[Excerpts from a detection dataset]

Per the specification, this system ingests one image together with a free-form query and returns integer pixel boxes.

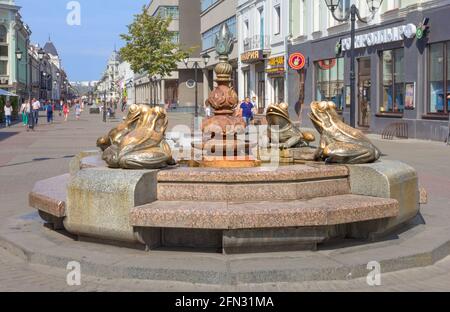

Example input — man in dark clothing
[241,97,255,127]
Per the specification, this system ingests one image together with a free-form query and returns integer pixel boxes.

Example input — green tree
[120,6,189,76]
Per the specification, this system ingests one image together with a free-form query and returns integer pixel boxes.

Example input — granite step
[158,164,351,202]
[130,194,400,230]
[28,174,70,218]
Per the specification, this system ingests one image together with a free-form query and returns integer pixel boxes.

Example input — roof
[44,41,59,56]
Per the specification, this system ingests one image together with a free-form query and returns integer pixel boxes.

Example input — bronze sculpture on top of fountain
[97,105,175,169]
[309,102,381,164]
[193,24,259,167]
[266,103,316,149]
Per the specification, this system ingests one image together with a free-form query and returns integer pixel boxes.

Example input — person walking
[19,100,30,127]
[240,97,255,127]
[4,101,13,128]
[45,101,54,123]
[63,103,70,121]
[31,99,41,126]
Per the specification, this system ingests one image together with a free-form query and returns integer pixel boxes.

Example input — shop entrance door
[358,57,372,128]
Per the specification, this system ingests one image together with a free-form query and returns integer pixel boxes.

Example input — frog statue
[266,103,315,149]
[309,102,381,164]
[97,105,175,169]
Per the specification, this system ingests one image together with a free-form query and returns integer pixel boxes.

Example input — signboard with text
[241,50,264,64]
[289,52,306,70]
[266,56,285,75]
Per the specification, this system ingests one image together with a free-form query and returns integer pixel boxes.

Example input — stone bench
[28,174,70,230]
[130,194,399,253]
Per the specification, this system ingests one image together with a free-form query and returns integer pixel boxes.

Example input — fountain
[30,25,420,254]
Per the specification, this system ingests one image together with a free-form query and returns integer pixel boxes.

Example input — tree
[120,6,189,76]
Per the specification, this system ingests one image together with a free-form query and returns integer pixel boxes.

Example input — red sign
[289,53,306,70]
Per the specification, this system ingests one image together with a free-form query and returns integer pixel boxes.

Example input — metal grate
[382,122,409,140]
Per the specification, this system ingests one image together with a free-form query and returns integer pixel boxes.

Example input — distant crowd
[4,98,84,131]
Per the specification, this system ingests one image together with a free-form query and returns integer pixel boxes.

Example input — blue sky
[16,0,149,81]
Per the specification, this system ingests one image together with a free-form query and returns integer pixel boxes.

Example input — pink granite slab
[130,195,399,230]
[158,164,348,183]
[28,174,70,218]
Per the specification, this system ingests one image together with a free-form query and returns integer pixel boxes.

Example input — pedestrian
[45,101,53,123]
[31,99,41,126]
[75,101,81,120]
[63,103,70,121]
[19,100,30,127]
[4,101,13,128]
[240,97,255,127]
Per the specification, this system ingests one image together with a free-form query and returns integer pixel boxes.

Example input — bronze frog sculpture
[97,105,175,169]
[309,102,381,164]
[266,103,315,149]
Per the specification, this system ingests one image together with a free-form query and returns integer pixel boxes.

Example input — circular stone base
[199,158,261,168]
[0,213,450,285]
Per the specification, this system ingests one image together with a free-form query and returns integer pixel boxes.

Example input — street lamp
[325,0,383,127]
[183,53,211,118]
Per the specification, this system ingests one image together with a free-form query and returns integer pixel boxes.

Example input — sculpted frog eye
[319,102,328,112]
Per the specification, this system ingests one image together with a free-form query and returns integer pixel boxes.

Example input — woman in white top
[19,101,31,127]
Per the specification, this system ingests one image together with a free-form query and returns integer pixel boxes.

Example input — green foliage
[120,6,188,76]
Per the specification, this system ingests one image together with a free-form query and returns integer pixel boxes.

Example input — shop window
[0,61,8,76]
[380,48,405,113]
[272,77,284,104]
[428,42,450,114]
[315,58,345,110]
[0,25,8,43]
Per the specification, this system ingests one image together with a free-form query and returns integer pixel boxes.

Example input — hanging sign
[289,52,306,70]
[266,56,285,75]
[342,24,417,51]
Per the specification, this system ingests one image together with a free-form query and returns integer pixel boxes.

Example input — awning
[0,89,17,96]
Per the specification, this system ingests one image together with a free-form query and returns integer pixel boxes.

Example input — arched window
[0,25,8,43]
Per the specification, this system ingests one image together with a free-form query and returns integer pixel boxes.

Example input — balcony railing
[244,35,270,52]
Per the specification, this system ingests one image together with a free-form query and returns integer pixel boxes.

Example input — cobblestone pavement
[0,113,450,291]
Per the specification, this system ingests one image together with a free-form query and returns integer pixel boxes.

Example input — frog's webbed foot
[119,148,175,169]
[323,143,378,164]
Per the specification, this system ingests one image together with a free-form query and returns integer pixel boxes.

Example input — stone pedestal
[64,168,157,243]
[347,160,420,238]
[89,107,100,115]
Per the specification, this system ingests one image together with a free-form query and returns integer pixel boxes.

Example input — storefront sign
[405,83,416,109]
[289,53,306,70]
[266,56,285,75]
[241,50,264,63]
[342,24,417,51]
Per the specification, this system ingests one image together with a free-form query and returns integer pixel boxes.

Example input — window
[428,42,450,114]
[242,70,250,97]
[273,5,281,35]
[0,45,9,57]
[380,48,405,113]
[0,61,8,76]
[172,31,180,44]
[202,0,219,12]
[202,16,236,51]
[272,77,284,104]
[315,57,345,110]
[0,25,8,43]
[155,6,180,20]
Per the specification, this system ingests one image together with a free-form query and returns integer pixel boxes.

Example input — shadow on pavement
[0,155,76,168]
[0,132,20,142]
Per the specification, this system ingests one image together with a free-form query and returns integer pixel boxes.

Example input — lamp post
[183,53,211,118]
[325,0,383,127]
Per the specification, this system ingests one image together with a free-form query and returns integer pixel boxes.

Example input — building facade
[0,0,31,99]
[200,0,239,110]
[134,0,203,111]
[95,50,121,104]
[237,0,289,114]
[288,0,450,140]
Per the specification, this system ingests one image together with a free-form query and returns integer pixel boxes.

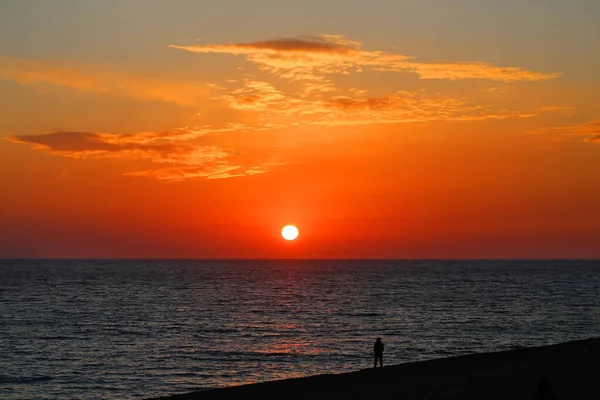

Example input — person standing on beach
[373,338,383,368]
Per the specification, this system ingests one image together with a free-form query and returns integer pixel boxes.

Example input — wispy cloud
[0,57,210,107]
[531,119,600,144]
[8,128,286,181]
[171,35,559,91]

• _REQUIRED WORK_
Copy the lines from the very first one through the line that contains "[44,41,59,56]", replacing "Example input" with "Sample input" and keeping everything else the same. Leave the pictures out of your answer.

• _EXERCISE RESULT_
Per the specification, this system ingests one image together with a free-form query and returns integer pixel boxes.


Sample input — man in dark clothing
[241,97,255,127]
Per the specification, this system ingests one image together with a free-form query and returns integer pixel boxes.

Sample input — green tree
[120,6,189,76]
Per the specification, this system ingests one image together with a free-form query and returns integer pixel boxes.

Sample input — granite step
[158,164,351,202]
[130,194,400,230]
[28,174,70,218]
Per the specification, this system ingests one image together with a free-form query and returns integer pixel boxes.

Sample input — roof
[44,41,59,56]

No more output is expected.